Items from a dataset:

────────────────────────────────────────

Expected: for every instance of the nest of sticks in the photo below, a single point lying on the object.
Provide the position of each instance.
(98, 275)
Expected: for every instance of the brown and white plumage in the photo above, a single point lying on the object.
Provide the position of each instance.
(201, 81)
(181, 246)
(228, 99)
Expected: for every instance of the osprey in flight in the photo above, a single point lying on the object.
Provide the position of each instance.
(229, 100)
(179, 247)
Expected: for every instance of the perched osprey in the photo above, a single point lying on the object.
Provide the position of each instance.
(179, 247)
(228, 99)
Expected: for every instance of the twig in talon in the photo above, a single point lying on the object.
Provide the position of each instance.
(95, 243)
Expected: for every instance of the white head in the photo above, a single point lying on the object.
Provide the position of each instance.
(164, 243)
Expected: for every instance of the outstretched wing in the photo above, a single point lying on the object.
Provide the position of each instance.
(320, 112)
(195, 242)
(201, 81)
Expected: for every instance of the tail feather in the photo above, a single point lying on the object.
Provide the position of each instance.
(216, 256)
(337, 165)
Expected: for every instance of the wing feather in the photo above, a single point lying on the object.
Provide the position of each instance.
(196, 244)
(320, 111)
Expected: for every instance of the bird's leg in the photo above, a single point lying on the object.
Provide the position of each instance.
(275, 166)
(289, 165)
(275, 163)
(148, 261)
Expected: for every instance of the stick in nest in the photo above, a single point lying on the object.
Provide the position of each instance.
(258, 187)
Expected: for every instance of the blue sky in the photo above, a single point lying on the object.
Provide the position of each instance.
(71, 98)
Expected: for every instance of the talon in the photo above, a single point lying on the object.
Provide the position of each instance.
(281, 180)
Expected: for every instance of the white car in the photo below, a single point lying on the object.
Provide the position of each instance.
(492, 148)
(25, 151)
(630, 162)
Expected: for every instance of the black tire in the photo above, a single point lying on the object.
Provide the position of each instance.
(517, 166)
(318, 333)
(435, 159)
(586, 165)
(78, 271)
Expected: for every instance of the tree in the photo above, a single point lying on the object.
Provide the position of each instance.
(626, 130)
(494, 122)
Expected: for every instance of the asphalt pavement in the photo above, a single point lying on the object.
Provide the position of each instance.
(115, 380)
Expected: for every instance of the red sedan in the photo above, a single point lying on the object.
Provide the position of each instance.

────────────────────────────────────────

PROBLEM REQUIREMENTS:
Rewrite all of the items above, swapping "a single point" for "one point" wherever it occurs and leaving everything else unchanged.

REPLY TO THE EXERCISE:
Expected: for every instance of the nest of sticks in the photo below, one point lying on the object.
Provide the position of each instance.
(98, 275)
Expected: for every instance of the brown and white plumage in the photo above, one point lying on the object.
Provide the position of each instance.
(201, 81)
(181, 246)
(228, 99)
Expected: for every instance of the osprey in flight in the photo above, one point lying on the object.
Provide the position of each instance.
(229, 100)
(179, 247)
Expected: for every instance of the perched osprey in the photo above, one point lying on the object.
Provide the position of each instance.
(179, 247)
(228, 99)
Expected: for every instance of the twig in talon in the photo above, one point lying on the object.
Provide the position of each instance.
(95, 243)
Expected: for every instance of the white head in the photo above, one point lying on the object.
Provide the position of each instance.
(164, 243)
Expected: for every instance of the outstretched wing in the photo above, one point lying on the object.
Provide the position of each instance.
(320, 112)
(195, 242)
(201, 81)
Expected: for every instance of the tail feather in the photo above, one point lying on the object.
Provide the position of each instance.
(216, 256)
(337, 165)
Expected: for every instance of the wing feather in the photo above, one point lying on the object.
Provide the position of each instance.
(196, 244)
(320, 111)
Expected: for every instance of the bird's leg in the photo above, one point lying on the object.
Provide the position of each instance.
(275, 166)
(289, 165)
(275, 163)
(148, 261)
Expected: for every instance of the stick in nest in the photo above, one point lying on the object.
Provide the position of each instance.
(258, 187)
Expected: for every instance of the blue sky in the photo above, one point lying on the object.
Provide the position of each instance.
(71, 98)
Expected: for every instance of the talon in the photo above, one point lying on the object.
Provide the position of each instance.
(281, 180)
Expected: for every instance of the white car in the photo below, one point lying on the object.
Provide the position of each instance.
(492, 148)
(25, 151)
(630, 162)
Expected: for every instance of the black tire in the photo above, one point lying on the object.
Provide the position of each instance.
(517, 166)
(318, 333)
(435, 159)
(586, 165)
(78, 271)
Expected: for every instance of the tree in the photo above, one point lying on the object.
Provide the position of each instance.
(626, 130)
(494, 122)
Expected: for every instance of the asphalt pavement in the photo above, one point lying on the object.
Provide the position of each instance.
(115, 380)
Expected: for every instance of the red sedan in the photo above, one point lying on the object.
Provide the position of each instance.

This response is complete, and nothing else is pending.